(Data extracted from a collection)
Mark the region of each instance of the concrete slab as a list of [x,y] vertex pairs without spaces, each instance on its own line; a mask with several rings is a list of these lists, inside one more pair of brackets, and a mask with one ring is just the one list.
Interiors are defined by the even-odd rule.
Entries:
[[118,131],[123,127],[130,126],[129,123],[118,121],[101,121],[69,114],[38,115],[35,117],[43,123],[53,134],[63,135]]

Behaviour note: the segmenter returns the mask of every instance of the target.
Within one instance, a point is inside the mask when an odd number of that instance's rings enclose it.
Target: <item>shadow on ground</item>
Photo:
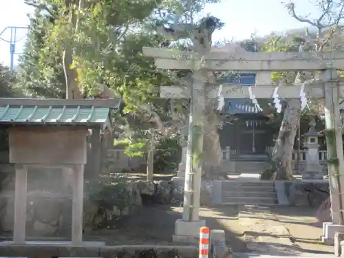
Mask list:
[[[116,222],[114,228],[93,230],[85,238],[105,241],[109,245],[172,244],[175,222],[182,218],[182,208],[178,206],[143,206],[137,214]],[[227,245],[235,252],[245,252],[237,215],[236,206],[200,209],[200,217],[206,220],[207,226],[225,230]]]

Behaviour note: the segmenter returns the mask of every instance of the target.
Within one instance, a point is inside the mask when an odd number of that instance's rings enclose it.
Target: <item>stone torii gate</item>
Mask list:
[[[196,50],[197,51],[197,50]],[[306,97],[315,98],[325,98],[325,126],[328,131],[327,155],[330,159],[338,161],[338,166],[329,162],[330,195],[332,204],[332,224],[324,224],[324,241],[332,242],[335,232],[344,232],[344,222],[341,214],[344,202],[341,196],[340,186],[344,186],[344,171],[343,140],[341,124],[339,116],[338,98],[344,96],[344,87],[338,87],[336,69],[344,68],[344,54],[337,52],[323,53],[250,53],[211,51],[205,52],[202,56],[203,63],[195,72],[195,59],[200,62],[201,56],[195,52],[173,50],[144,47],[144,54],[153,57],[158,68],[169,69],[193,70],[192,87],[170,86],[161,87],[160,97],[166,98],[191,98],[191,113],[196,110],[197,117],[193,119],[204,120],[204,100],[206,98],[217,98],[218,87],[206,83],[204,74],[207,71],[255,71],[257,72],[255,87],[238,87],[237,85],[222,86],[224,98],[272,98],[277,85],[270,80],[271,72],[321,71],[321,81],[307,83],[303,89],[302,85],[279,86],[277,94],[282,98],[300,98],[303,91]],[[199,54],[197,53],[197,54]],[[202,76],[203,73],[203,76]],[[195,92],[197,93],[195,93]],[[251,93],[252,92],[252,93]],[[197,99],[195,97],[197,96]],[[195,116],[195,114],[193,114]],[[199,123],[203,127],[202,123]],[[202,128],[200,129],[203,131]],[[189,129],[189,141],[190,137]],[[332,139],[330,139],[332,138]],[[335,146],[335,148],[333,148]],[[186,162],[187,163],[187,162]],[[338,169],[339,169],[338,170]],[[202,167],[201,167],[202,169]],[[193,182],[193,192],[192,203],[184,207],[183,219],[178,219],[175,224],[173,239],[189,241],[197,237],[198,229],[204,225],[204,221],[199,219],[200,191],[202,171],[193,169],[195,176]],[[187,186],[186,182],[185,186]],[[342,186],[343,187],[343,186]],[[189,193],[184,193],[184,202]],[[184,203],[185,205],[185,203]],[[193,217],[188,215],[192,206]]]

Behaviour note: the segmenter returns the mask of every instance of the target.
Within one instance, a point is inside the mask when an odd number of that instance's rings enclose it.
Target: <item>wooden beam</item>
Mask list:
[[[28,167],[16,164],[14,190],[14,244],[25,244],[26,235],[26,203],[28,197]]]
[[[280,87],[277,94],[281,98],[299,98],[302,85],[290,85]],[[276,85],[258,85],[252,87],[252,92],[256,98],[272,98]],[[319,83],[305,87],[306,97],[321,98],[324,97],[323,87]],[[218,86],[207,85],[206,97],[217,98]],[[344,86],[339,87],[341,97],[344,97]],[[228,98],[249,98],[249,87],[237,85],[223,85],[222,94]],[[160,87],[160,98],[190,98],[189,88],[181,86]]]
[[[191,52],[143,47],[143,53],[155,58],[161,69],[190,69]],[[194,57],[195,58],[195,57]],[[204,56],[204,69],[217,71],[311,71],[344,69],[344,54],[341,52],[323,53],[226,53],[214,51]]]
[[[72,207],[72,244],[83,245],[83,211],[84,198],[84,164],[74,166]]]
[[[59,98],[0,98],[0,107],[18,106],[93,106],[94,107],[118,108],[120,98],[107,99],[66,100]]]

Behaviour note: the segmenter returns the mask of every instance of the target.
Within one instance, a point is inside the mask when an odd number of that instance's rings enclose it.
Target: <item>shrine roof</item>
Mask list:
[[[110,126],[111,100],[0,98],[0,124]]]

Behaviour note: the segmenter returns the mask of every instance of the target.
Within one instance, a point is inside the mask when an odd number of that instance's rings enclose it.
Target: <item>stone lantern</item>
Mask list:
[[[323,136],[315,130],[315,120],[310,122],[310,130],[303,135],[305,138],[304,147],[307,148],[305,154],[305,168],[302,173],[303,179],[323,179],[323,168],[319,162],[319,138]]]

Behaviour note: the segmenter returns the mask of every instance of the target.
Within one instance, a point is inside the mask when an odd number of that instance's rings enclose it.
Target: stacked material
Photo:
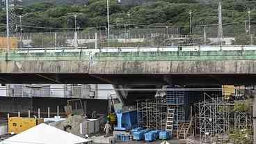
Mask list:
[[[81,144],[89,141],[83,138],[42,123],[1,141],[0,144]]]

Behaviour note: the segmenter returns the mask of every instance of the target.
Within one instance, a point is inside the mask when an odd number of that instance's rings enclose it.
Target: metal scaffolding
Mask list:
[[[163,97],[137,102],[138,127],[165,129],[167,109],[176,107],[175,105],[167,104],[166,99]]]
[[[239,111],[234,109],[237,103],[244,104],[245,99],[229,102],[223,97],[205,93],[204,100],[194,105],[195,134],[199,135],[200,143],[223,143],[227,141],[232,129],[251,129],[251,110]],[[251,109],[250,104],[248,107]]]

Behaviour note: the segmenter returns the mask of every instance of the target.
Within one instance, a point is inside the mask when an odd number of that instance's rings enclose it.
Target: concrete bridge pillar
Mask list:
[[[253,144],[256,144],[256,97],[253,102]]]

==

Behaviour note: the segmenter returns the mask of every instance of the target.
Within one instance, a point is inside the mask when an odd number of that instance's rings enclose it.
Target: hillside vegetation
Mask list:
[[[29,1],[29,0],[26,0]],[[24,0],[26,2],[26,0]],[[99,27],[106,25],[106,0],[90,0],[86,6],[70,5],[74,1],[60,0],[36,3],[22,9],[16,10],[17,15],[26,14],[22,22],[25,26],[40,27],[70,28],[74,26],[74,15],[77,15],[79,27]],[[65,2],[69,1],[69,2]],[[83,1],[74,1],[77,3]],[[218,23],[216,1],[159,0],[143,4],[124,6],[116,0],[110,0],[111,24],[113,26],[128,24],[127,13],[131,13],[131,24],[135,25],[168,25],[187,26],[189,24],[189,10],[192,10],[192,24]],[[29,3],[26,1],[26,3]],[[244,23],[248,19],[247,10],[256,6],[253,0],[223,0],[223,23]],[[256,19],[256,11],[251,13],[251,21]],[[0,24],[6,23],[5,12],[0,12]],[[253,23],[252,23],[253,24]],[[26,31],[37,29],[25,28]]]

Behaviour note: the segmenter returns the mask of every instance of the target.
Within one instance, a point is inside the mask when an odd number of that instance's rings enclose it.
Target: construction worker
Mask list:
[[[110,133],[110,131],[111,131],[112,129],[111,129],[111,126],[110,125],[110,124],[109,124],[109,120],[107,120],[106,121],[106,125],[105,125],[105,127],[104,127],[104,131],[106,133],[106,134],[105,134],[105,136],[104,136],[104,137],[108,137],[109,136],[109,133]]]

> **OBJECTIVE**
Please locate every line in the records that contains the string "item" and copy each of those lines.

> **OUTPUT FOR THIS EXERCISE**
Target: <item>shadow on ground</item>
Target: <item>stone torii gate</item>
Target: <item>wooden beam</item>
Target: <item>shrine roof</item>
Target: <item>stone lantern</item>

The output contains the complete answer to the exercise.